• **EXCERPT**
An Roinn Oideachais agus Eolaíochta
Department of Education and Science
Subject Inspection of Construction Studies and Materials Technology (Wood)
Meán Scoil Nua an Leith Triúigh
Caisleán Ghriaire, Contae Chiarraí
Roll number: 68075O
Date of inspection: 16 December 2008
Report on the Quality of Learning and Teaching in Construction Studies and Materials Technology (Wood)
This report has been written following a subject inspection in Meán Scoil Nua an Leith Triúigh. It presents the findings of an evaluation of the quality of teaching and learning in Construction Studies (CS) and Materials Technology (Wood) (MTW) and makes recommendations for the further development of the teaching of these subjects in the school. The evaluation was conducted over one day during which the inspector visited classrooms and observed teaching and learning. The inspector interacted with students and teachers, examined students’ work, and had discussions with the teacher. The inspector reviewed school planning documentation and teacher’s written preparation. Following the evaluation visit, the inspector provided oral feedback on the outcomes of the evaluation to the principal and subject teacher. The board of management of the school was given an opportunity to comment on the findings and recommendations of the report; the board chose to accept the report without response.
Meán Scoil Nua an Leith Triúigh is a voluntary secondary school providing post-primary education in a co-educational setting for students from the village of Castlegregory and neighbouring areas north of the Slieve Mish mountains on the Dingle peninsula. The school relocated from An Clochán, where it had been sited since 1963, to new purpose-built accommodation on its present site in 2006.

• **RECORDED INFORMATION**
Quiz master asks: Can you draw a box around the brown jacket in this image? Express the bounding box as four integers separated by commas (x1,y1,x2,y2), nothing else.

• **SHORT PROBLEM 1**
List every year mentioned in the inspection report.
• **SHORT PROBLEM 2**
Answer each question from the inspection report.
(a) What is the school's roll number?
(b) Over how long was the evaluation conducted?
(c) From where did the school relocate to its present site?
• **SHORT PROBLEM 3**
Copy the stretch of the inspection report from "Meán Scoil Nua an Leith Triúigh is" through "site in 2006.".
Nothing here depends on the listing.

• **WRITTEN REPLY 1**
2008, 1963, 2006

• **WRITTEN REPLY 2**
(a) 68075O
(b) One day
(c) An Clochán

• **WRITTEN REPLY 3**
Meán Scoil Nua an Leith Triúigh is a voluntary secondary school providing post-primary education in a co-educational setting for students from the village of Castlegregory and neighbouring areas north of the Slieve Mish mountains on the Dingle peninsula. The school relocated from An Clochán, where it had been sited since 1963, to new purpose-built accommodation on its present site in 2006.